# The records start

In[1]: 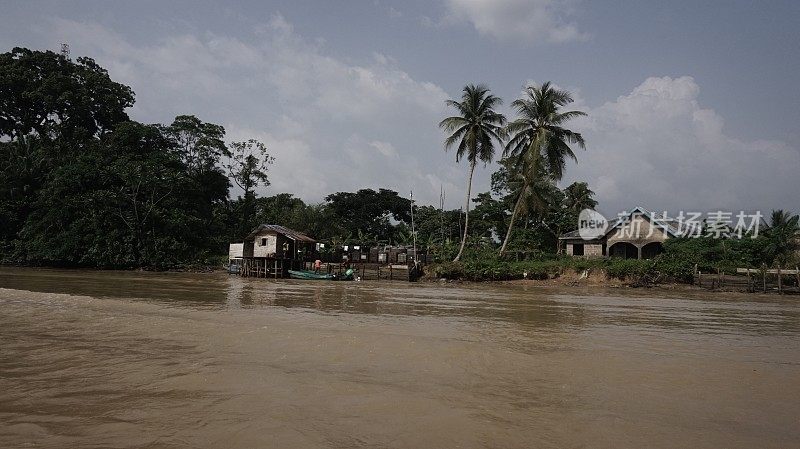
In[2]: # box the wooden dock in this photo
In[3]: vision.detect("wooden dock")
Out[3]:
[304,262,419,281]
[695,267,800,294]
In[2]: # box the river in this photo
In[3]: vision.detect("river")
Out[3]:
[0,268,800,449]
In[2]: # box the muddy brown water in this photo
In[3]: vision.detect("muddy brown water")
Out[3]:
[0,268,800,448]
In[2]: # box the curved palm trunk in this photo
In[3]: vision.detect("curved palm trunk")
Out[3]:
[500,186,525,257]
[453,162,475,262]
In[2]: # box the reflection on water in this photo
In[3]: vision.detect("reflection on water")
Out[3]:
[0,268,800,448]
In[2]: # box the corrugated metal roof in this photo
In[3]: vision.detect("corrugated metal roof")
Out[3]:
[245,224,316,242]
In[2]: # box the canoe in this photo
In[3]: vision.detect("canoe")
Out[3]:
[289,270,353,281]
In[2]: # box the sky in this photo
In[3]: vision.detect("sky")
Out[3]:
[0,0,800,215]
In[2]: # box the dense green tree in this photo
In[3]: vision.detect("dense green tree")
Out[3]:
[0,48,134,140]
[564,182,597,212]
[325,189,411,243]
[225,139,275,235]
[439,84,506,262]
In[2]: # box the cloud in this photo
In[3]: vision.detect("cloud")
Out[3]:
[47,15,456,203]
[567,76,800,214]
[445,0,589,43]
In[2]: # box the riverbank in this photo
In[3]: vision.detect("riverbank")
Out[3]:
[0,270,800,449]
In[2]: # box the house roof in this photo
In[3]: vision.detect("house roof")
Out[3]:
[558,206,680,240]
[245,224,316,242]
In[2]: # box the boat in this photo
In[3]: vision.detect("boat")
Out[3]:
[289,269,353,281]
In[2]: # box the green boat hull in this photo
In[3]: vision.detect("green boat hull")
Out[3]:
[289,270,352,281]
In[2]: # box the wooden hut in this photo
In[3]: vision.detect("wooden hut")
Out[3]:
[558,207,679,259]
[229,224,316,278]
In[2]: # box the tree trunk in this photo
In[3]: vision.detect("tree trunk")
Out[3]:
[453,162,475,262]
[500,186,525,257]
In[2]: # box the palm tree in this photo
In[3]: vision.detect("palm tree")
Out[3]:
[764,209,800,265]
[439,84,506,262]
[500,81,586,256]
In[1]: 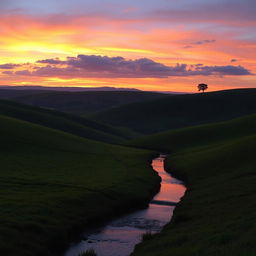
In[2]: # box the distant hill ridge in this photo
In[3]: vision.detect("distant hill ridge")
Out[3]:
[0,100,136,143]
[0,87,165,115]
[93,89,256,134]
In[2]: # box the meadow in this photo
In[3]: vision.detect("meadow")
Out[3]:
[0,89,256,256]
[132,115,256,256]
[0,116,159,256]
[92,89,256,134]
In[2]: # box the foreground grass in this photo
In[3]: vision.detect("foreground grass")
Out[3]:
[0,117,158,256]
[133,115,256,256]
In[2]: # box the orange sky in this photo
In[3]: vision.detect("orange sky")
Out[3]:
[0,1,256,92]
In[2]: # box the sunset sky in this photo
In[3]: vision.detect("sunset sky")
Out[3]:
[0,0,256,92]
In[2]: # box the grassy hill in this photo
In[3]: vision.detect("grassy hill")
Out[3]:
[133,115,256,256]
[0,100,137,143]
[94,89,256,134]
[0,90,164,115]
[0,116,159,256]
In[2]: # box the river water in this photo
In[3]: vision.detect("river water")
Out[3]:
[64,155,186,256]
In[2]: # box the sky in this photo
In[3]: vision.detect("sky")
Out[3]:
[0,0,256,92]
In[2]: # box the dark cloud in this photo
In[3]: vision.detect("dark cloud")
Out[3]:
[37,58,63,64]
[15,70,31,76]
[197,65,251,76]
[0,63,20,69]
[5,55,251,78]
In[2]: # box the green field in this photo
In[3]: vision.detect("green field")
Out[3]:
[0,89,164,115]
[0,89,256,256]
[133,115,256,256]
[0,100,136,144]
[93,89,256,134]
[0,116,159,256]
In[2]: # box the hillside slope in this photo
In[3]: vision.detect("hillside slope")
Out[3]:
[0,116,159,256]
[4,90,164,115]
[133,115,256,256]
[94,89,256,134]
[0,100,136,143]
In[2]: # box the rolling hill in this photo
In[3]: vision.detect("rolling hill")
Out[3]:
[93,89,256,134]
[0,116,159,256]
[0,89,164,115]
[0,100,137,143]
[132,115,256,256]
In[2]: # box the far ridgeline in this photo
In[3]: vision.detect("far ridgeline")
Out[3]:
[93,89,256,134]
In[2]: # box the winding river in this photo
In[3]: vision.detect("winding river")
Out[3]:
[64,155,186,256]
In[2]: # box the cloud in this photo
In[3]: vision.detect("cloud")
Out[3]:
[197,65,252,76]
[2,71,13,75]
[10,54,251,78]
[0,63,20,69]
[192,39,216,45]
[37,58,63,64]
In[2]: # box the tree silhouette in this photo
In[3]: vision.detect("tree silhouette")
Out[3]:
[197,84,208,92]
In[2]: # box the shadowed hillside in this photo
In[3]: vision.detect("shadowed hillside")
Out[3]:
[133,115,256,256]
[0,100,136,143]
[94,89,256,133]
[0,116,159,256]
[0,90,164,115]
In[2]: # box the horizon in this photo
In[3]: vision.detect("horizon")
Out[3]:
[0,0,256,92]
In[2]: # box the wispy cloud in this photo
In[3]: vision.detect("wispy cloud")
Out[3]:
[0,54,252,78]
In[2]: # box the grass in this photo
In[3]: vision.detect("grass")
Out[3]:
[78,249,97,256]
[132,115,256,256]
[0,100,136,144]
[5,90,163,115]
[94,89,256,134]
[0,116,159,256]
[141,231,154,241]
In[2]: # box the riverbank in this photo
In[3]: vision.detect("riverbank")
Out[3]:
[132,116,256,256]
[0,117,160,256]
[65,156,186,256]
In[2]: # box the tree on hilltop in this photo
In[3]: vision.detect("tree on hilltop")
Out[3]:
[197,84,208,92]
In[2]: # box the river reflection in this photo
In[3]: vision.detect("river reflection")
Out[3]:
[65,155,186,256]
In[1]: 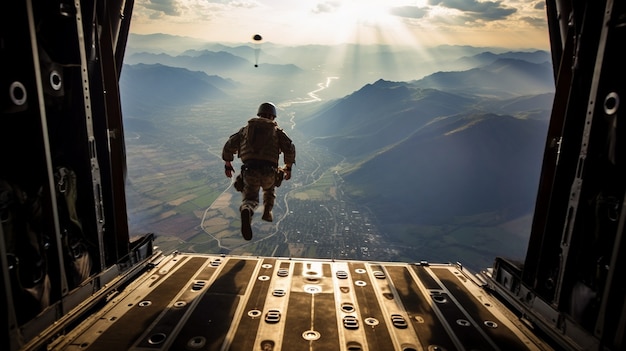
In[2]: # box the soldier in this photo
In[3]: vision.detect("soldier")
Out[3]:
[222,102,296,240]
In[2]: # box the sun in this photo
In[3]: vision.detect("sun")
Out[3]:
[329,0,404,44]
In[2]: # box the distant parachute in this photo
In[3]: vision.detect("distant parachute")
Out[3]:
[252,34,263,67]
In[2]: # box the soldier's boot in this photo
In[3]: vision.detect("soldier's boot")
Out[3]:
[241,207,252,240]
[261,205,274,222]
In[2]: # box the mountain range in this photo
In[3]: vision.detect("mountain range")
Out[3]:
[300,58,554,239]
[120,37,554,253]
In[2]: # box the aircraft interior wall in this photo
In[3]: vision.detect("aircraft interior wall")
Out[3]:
[488,1,626,350]
[0,0,151,350]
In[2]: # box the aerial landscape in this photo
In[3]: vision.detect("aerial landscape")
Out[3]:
[120,0,554,270]
[120,31,554,269]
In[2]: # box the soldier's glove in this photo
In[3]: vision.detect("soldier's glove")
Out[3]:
[224,165,235,178]
[233,173,243,192]
[274,168,285,187]
[282,166,291,180]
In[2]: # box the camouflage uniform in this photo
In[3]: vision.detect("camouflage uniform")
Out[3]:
[222,117,296,221]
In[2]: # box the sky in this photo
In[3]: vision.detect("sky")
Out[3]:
[131,0,549,50]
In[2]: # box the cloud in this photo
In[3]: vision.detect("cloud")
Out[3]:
[389,6,428,18]
[143,0,181,16]
[520,16,546,27]
[311,1,341,13]
[428,0,517,22]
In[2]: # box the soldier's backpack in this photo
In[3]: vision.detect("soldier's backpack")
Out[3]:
[244,118,276,153]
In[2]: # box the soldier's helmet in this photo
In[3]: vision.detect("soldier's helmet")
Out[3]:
[256,102,276,118]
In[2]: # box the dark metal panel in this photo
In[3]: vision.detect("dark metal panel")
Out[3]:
[386,266,456,350]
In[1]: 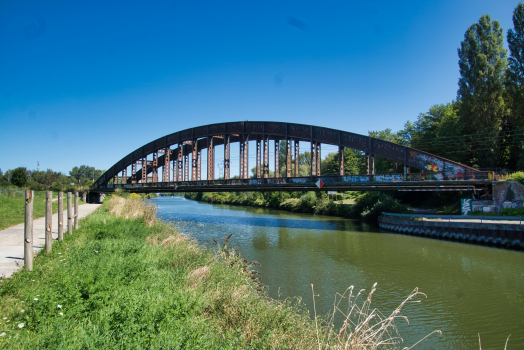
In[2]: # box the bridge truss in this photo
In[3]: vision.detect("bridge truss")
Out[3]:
[91,121,493,192]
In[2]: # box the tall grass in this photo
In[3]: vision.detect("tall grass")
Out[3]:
[0,196,442,349]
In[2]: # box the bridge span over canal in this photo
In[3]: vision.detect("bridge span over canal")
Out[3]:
[90,121,493,197]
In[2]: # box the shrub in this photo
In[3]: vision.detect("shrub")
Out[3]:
[313,198,335,215]
[350,192,409,222]
[508,171,524,184]
[279,198,302,212]
[300,192,317,213]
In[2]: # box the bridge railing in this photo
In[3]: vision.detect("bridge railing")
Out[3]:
[98,171,494,189]
[382,213,523,225]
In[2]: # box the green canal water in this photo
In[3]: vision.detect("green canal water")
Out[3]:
[153,197,524,349]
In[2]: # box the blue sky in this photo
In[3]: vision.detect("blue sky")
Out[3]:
[0,0,518,174]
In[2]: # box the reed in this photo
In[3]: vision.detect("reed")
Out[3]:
[311,283,442,350]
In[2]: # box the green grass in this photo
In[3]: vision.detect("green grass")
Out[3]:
[0,191,84,230]
[0,200,316,349]
[0,198,438,350]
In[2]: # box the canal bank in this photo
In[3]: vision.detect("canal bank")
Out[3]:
[152,197,524,349]
[379,213,524,250]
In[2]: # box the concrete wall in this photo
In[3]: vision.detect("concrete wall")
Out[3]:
[379,216,524,249]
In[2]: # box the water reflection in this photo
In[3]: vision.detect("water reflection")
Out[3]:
[155,197,524,349]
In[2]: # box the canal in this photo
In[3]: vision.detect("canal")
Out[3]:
[152,197,524,349]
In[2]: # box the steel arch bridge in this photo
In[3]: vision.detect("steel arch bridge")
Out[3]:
[90,121,493,193]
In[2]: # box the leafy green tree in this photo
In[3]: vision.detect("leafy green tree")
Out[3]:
[457,15,507,167]
[504,2,524,169]
[69,165,104,182]
[364,128,406,174]
[410,101,467,162]
[11,167,27,187]
[320,148,363,175]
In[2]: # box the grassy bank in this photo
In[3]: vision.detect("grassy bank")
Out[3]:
[0,190,84,230]
[185,191,409,222]
[0,198,434,349]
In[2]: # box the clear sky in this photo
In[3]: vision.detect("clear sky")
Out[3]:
[0,0,518,174]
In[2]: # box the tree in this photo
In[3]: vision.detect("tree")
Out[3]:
[320,148,364,175]
[457,15,507,167]
[368,128,406,174]
[69,165,104,182]
[11,167,27,187]
[505,3,524,169]
[410,101,467,162]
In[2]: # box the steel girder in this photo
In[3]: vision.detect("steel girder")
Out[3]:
[92,121,478,189]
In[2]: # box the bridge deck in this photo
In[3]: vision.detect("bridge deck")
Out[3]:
[95,175,491,193]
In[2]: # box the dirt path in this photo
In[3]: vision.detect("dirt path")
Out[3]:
[0,204,100,278]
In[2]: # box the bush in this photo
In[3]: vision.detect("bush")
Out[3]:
[279,198,302,212]
[313,198,335,215]
[300,192,317,213]
[350,192,409,222]
[508,171,524,184]
[11,167,27,187]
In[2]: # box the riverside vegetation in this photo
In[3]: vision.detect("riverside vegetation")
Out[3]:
[0,190,84,230]
[185,192,409,222]
[0,194,442,349]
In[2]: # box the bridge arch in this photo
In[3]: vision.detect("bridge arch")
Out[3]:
[92,121,477,189]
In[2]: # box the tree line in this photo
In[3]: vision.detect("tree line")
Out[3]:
[270,2,524,177]
[0,165,105,191]
[369,2,524,171]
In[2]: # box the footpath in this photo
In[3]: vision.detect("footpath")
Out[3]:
[0,204,101,278]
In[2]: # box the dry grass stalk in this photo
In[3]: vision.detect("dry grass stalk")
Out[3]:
[160,234,188,247]
[187,266,211,289]
[311,283,442,350]
[108,196,158,226]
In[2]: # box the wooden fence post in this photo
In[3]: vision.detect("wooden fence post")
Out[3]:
[45,191,53,253]
[24,190,33,271]
[67,192,73,234]
[75,192,78,230]
[58,191,64,241]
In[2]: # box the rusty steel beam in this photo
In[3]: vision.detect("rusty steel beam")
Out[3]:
[244,134,249,179]
[197,151,202,181]
[163,147,171,182]
[295,140,300,177]
[182,154,189,181]
[238,134,245,179]
[310,141,317,176]
[92,121,478,189]
[263,136,269,179]
[151,152,158,183]
[141,157,147,183]
[315,141,322,176]
[207,136,215,180]
[338,146,346,176]
[224,135,230,180]
[191,140,198,181]
[176,142,184,181]
[275,139,280,177]
[256,139,262,179]
[286,138,292,177]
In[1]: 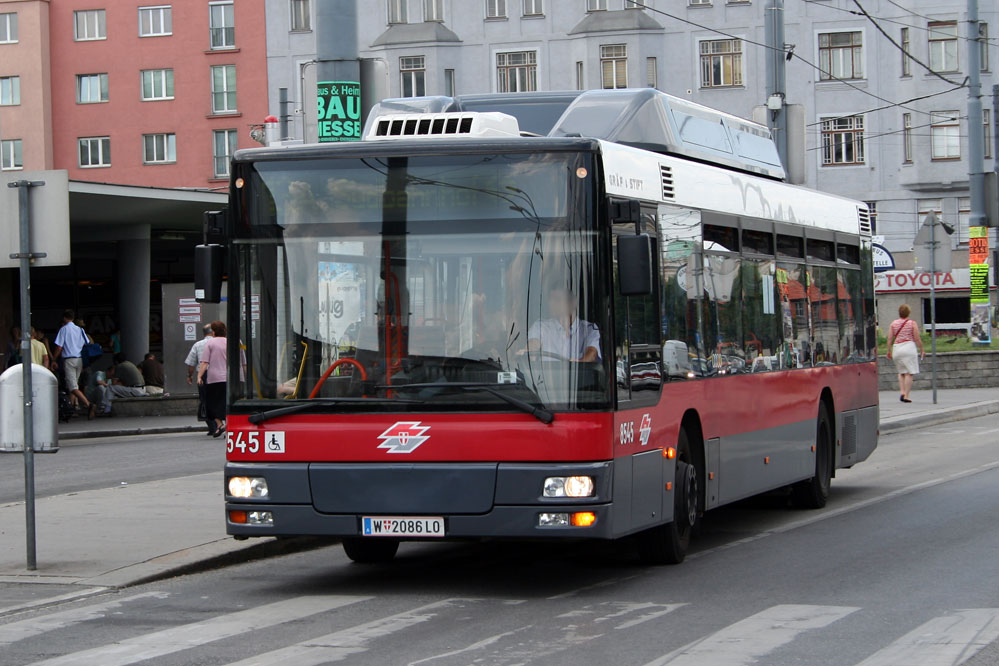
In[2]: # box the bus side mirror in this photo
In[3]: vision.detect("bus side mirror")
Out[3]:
[194,244,225,303]
[617,234,652,296]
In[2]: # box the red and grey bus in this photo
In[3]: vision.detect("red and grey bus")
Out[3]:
[197,89,878,562]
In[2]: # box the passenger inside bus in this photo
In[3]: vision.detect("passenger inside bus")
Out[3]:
[527,287,602,362]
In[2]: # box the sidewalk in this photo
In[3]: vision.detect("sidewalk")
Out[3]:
[0,388,999,592]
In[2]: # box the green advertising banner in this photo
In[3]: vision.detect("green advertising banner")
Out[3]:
[316,81,361,143]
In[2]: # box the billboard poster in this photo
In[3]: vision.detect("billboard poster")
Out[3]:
[316,81,361,143]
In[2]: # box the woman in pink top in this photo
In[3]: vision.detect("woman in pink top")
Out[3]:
[198,321,227,437]
[888,303,926,402]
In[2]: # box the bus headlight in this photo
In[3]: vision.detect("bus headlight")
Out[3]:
[543,476,594,497]
[229,476,268,498]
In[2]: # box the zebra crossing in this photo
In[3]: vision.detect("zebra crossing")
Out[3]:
[0,591,999,666]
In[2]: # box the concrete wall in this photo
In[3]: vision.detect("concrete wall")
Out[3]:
[878,351,999,391]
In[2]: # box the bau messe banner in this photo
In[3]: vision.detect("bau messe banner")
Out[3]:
[316,81,361,143]
[968,227,992,343]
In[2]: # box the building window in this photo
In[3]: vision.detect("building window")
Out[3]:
[978,23,989,72]
[899,28,912,76]
[139,5,173,37]
[700,39,742,88]
[982,109,992,157]
[142,134,177,164]
[73,9,108,42]
[929,21,958,72]
[208,2,236,51]
[524,0,545,16]
[78,136,111,169]
[0,139,24,171]
[930,111,961,160]
[864,201,878,234]
[210,130,239,178]
[0,76,21,106]
[291,0,312,32]
[902,113,912,164]
[819,31,864,81]
[486,0,506,18]
[388,0,409,24]
[399,56,427,97]
[142,69,173,102]
[822,116,864,166]
[423,0,444,21]
[76,74,108,104]
[600,44,628,88]
[0,12,17,44]
[496,51,538,92]
[212,65,236,113]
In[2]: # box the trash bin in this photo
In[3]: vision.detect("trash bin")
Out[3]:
[0,363,59,453]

# The records end

Task details: Reproduce, unchanged, the lines from the one containing "In[2]: # box the horizon in this photo" through the one containing "[141,231,154,241]", including both of those lines.

Solution for this task:
In[2]: # box the horizon in this photo
In[3]: vision.detect("horizon")
Out[3]:
[0,0,256,92]
In[2]: # box the wispy cloud in this photo
In[3]: vision.detect("wispy cloud")
Out[3]:
[0,54,252,78]
In[2]: # box the grass in this photo
In[3]: vision.detect("grass")
Out[3]:
[78,249,97,256]
[132,115,256,256]
[0,100,136,144]
[5,90,163,115]
[94,89,256,134]
[0,116,159,256]
[141,231,154,241]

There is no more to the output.